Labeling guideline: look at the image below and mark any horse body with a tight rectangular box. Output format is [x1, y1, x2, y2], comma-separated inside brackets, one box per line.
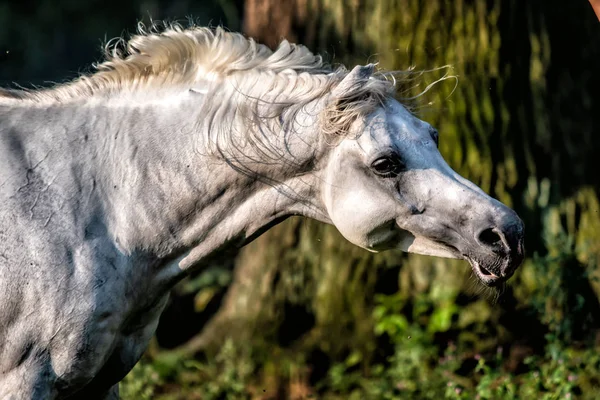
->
[0, 25, 524, 398]
[0, 101, 175, 397]
[0, 76, 326, 398]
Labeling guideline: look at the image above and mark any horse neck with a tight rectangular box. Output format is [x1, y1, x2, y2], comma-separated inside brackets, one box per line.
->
[77, 89, 330, 267]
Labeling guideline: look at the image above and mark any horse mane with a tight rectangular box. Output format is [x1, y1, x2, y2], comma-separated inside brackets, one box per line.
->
[2, 23, 389, 99]
[67, 23, 336, 98]
[0, 23, 400, 140]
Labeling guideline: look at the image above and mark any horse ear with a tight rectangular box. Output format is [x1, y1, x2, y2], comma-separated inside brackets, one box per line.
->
[330, 64, 376, 99]
[322, 64, 378, 137]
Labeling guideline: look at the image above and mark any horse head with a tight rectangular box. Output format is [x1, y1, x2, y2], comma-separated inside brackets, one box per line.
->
[318, 65, 524, 286]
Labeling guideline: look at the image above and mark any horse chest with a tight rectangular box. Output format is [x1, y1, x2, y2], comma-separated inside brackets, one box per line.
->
[51, 255, 169, 384]
[43, 263, 169, 397]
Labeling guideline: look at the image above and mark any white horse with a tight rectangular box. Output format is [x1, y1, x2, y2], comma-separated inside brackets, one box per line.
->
[0, 24, 524, 399]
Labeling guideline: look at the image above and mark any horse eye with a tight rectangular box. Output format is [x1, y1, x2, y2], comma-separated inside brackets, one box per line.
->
[371, 156, 404, 177]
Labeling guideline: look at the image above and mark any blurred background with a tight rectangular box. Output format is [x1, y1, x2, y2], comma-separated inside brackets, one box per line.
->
[1, 0, 599, 398]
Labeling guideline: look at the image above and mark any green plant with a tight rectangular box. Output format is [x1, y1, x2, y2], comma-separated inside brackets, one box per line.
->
[120, 361, 162, 400]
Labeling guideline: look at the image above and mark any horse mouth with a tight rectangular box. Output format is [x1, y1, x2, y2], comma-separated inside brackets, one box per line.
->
[389, 232, 515, 287]
[465, 257, 504, 287]
[406, 239, 506, 287]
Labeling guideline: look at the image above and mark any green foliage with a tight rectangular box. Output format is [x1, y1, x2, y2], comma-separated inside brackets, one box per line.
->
[122, 339, 257, 400]
[182, 339, 255, 400]
[120, 361, 162, 400]
[314, 245, 600, 400]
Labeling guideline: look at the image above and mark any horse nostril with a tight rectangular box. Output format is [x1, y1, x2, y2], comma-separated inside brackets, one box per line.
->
[478, 228, 503, 248]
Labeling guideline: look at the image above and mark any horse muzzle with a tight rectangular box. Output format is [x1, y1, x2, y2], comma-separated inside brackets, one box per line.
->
[464, 215, 525, 286]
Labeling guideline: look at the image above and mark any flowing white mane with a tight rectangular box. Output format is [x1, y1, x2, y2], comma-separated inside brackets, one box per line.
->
[3, 23, 392, 101]
[1, 23, 400, 141]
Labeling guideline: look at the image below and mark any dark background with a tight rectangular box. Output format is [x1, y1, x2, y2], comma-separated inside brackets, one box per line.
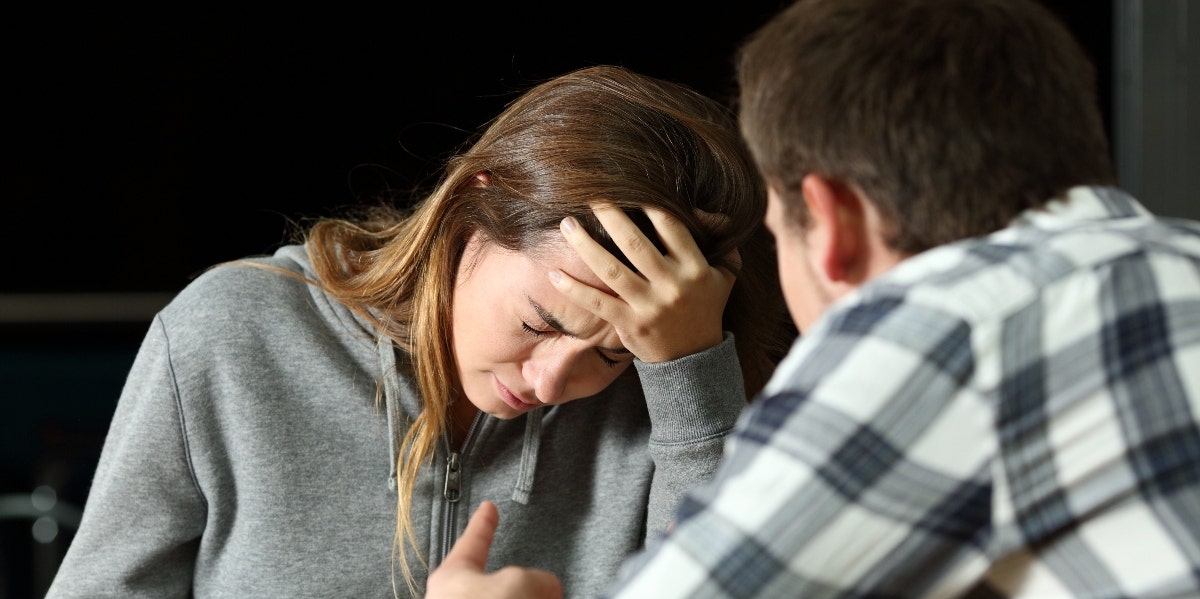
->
[4, 2, 1112, 299]
[1, 2, 1112, 596]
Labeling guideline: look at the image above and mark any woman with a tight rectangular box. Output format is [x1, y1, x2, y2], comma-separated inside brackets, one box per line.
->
[46, 65, 792, 598]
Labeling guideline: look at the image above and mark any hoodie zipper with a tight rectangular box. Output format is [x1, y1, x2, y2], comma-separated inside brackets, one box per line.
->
[441, 412, 481, 561]
[444, 452, 462, 502]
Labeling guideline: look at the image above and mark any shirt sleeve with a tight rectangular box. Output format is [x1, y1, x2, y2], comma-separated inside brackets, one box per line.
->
[633, 332, 748, 541]
[46, 316, 206, 598]
[607, 297, 993, 598]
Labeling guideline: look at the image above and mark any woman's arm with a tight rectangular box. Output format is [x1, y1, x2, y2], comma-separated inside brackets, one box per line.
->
[46, 317, 205, 598]
[635, 333, 746, 537]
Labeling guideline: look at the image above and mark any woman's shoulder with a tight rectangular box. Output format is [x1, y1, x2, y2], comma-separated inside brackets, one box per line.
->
[156, 244, 352, 342]
[168, 245, 309, 308]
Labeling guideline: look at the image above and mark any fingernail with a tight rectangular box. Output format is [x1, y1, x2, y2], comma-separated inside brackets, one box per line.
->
[548, 270, 562, 284]
[560, 217, 577, 233]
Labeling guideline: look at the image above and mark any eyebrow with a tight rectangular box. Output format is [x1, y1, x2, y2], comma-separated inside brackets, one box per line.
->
[528, 298, 632, 355]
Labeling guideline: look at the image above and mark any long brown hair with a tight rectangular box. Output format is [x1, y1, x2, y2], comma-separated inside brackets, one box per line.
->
[304, 64, 791, 593]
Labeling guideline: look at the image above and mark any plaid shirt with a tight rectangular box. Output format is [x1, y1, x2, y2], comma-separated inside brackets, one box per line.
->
[606, 186, 1200, 598]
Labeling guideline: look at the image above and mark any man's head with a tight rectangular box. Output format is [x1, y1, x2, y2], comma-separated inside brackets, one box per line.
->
[738, 0, 1116, 254]
[737, 0, 1117, 331]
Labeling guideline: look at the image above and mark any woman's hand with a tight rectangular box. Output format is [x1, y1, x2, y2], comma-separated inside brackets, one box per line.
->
[549, 204, 737, 363]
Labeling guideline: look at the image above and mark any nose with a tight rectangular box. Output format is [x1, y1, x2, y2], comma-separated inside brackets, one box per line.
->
[525, 346, 584, 405]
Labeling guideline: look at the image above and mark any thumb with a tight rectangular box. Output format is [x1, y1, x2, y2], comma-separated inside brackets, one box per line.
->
[442, 500, 500, 570]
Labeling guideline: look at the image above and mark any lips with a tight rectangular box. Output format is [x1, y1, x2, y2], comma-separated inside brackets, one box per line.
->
[495, 377, 538, 412]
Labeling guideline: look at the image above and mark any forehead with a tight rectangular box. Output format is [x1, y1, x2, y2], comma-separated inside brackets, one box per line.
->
[463, 233, 613, 296]
[461, 236, 619, 340]
[531, 239, 612, 292]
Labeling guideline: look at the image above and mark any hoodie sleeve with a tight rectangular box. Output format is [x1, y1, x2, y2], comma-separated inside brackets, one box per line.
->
[632, 332, 745, 539]
[46, 316, 205, 598]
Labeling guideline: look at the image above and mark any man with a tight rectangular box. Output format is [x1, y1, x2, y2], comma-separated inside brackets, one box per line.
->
[428, 0, 1200, 596]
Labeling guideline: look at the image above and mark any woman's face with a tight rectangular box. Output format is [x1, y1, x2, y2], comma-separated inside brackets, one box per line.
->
[451, 231, 635, 419]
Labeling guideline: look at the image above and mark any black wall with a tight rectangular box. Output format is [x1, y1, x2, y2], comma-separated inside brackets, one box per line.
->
[5, 2, 1111, 300]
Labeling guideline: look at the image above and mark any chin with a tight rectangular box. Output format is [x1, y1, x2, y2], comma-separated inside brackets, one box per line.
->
[471, 394, 522, 420]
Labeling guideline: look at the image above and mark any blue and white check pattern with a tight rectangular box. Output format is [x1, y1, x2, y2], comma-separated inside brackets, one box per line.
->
[606, 186, 1200, 598]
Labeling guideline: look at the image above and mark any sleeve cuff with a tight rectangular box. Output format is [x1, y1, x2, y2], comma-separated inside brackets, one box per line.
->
[633, 332, 746, 444]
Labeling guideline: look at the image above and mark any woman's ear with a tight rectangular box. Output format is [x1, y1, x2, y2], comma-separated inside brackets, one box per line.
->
[473, 172, 491, 187]
[800, 174, 866, 284]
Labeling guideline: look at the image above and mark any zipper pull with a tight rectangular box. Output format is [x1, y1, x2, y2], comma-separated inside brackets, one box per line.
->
[444, 452, 461, 503]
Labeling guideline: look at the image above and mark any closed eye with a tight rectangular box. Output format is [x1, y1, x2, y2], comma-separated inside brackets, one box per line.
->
[521, 321, 550, 337]
[595, 349, 621, 368]
[526, 321, 622, 368]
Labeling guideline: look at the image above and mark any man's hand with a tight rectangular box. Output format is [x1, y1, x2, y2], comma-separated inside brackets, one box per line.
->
[425, 501, 564, 599]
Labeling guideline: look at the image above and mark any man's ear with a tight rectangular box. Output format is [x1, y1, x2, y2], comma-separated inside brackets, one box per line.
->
[800, 174, 867, 284]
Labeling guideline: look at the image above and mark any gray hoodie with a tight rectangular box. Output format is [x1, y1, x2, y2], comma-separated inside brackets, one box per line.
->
[46, 244, 747, 598]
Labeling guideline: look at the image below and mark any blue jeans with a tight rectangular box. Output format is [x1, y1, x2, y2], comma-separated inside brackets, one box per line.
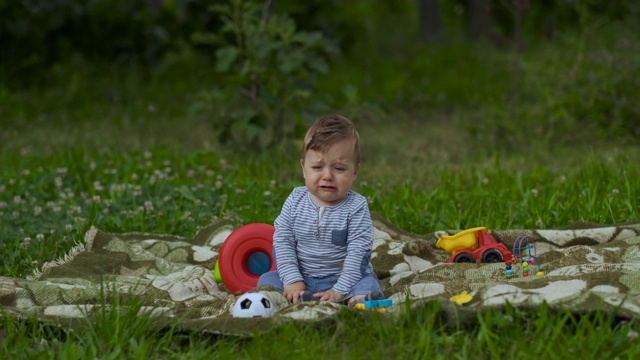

★ ★ ★ ★ ★ ★ ★

Since only the number is needed, state how many lines of the listing contain the word "white".

3